### Records for this task
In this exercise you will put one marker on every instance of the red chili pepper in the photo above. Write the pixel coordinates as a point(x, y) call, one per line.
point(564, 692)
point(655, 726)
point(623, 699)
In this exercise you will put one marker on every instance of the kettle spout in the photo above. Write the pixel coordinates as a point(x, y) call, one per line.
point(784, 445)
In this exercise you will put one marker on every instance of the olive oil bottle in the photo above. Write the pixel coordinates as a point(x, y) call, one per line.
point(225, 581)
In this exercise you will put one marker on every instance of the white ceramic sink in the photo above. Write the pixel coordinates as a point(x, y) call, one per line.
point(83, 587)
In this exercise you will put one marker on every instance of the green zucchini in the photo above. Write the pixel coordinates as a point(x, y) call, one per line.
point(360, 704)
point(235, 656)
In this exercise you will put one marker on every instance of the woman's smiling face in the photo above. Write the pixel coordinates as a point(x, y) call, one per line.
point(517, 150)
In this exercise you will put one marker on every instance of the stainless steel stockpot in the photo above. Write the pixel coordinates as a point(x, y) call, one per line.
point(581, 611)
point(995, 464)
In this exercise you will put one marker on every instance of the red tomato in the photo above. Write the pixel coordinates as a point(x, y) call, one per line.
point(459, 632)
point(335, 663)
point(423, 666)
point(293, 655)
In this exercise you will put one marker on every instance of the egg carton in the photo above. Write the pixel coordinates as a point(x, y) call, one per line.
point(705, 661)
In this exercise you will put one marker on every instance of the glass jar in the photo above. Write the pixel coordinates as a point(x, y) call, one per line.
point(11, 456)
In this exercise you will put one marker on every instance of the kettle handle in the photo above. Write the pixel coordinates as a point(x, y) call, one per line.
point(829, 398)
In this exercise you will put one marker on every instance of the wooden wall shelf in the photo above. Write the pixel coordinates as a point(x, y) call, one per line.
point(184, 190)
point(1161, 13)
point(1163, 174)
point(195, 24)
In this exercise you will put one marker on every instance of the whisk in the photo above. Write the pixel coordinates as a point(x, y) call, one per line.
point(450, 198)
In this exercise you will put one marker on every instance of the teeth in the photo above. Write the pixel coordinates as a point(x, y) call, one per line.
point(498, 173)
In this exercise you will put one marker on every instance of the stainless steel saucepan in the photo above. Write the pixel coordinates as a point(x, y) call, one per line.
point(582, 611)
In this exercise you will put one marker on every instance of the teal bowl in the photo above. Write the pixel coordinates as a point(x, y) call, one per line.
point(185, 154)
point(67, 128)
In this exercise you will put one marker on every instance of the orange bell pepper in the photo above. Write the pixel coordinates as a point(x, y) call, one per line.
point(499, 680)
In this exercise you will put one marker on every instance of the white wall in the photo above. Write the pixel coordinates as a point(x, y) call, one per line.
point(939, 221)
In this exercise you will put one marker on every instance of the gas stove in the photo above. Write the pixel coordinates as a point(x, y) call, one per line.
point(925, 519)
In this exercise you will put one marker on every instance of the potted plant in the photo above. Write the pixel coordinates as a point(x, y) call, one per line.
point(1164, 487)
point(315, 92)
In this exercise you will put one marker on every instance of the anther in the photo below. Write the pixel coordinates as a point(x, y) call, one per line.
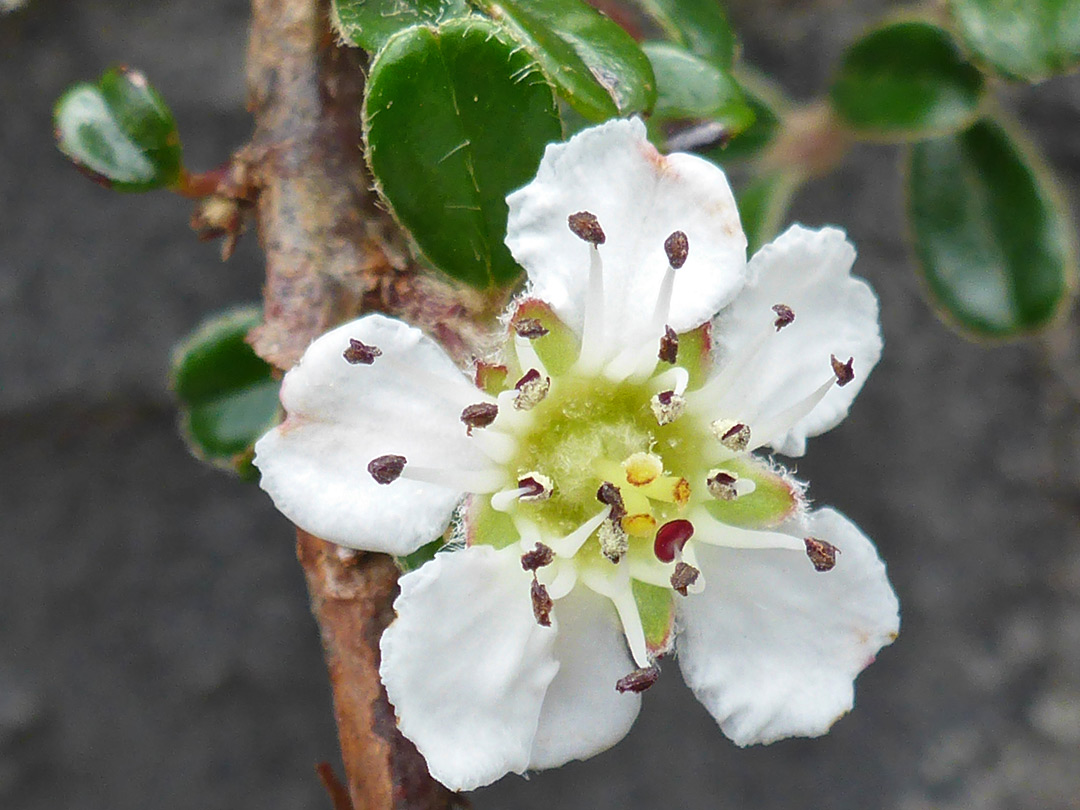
point(538, 557)
point(638, 680)
point(721, 485)
point(822, 554)
point(531, 388)
point(671, 538)
point(643, 468)
point(669, 346)
point(609, 495)
point(733, 435)
point(586, 227)
point(480, 415)
point(387, 469)
point(667, 406)
point(530, 328)
point(784, 315)
point(539, 486)
point(360, 353)
point(845, 372)
point(541, 603)
point(676, 246)
point(684, 576)
point(613, 539)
######
§ **Prompt**: Transcribe the listing above verbatim. Omit the pictures.

§ **Reply**:
In this exercise you will put one marker on every instance of the red chili pepper in the photo above. Write the pixel coordinates as a point(x, y) call, one per line.
point(564, 692)
point(655, 726)
point(623, 699)
In this exercise you will put one marker on every instance of the kettle spout in the photo above. Write the pixel coordinates as a point(x, y) call, one per line.
point(784, 445)
In this exercise you will put one marker on every instance of the olive oil bottle in the photo above. Write the pixel coordinates as a point(x, y) call, one per line.
point(225, 581)
In this exercise you will put one marker on every instance of the white ceramic sink in the photo above. Write the pixel coordinates as a point(x, y) call, one per line.
point(83, 587)
In this exercise you will put one marker on every instance of the green zucchini in the photo above. Write the pixel coordinates as a point(x, y) call, one per line.
point(360, 704)
point(235, 656)
In this exercise you will put one marker on every instance of the woman's smiling face in the photo above. Write the pixel coordinates as a point(x, y) call, one per line.
point(517, 150)
In this exercise you will put one marker on every instance of the stainless steel stockpot in the photo above. Write the pixel coordinates as a point(x, y) call, one per line.
point(581, 611)
point(995, 464)
In this exercise you will put one marker on every instance of the red tomato in the photo above. Write the pixel coordinates as a point(x, y) call, one per line.
point(459, 632)
point(335, 663)
point(423, 666)
point(293, 655)
In this exercise you will put one marker on every instance of the egg carton in the photo above. Write the pixel coordinates as a point(x, y) call, one per line.
point(705, 661)
In this exercise you will put one marker on every instance of the glass jar in the photo above. Write the pixel coordinates as a point(x, y) call, one per line.
point(11, 456)
In this exercise you will put one marker on every instance of the kettle handle in the photo above. Write the pixel coordinates as a point(x, y) call, one per line.
point(829, 398)
In this exercise you will put one marker on every instance of the wooden wall shelf in the photo above. Write the pixel coordinates as a point(x, y) call, one per line.
point(184, 190)
point(1161, 13)
point(1163, 174)
point(195, 24)
In this exercise you will put one marker on every instance of the whisk in the photo above. Write the pixel coordinates as a point(x, y) call, one per line.
point(450, 198)
In this exercise you will put one marker on every instance of the teeth in the photo above. Write the pixel coordinates as a point(x, y) call, one per line.
point(498, 173)
In this exercise you will put one marker on every instance of the stainless steel saucepan in the photo above. Write the pixel coordinates as a point(x, y) call, one per line.
point(582, 611)
In this exercise you will put one marker on every instance of the teal bowl in the photo above. Write the pixel coordinates as a point(x, y) call, one per line.
point(185, 154)
point(67, 128)
In this exercise you will put one marker on every instance of the orange bell pepper in the photo above. Write the pixel coordinates as a point(x, y) call, one per line.
point(499, 680)
In this exercise you will put one marker on every instance of the white wall in the photo above. Write the pixel coordinates as a point(x, y) call, one per line.
point(939, 221)
In this exercise you will put one marker on every instance of the gas stove in the photo above. Write the pixel coordinates as a point(x, y) call, one per line.
point(925, 519)
In this exercise you will put one marker on every instance of the potted plant in the photo above. Write the pixel coordinates as a point(x, y) call, one per line.
point(1164, 487)
point(315, 92)
In this exercise you will put one marker on every instance of the anther in the photo below. Write the pixel coordinates as a point(x, y) call, one per line.
point(538, 557)
point(638, 680)
point(721, 485)
point(822, 554)
point(531, 388)
point(671, 538)
point(643, 468)
point(669, 346)
point(609, 495)
point(733, 435)
point(586, 227)
point(480, 415)
point(387, 469)
point(667, 406)
point(530, 328)
point(784, 315)
point(539, 486)
point(360, 353)
point(845, 372)
point(541, 603)
point(676, 246)
point(684, 576)
point(613, 539)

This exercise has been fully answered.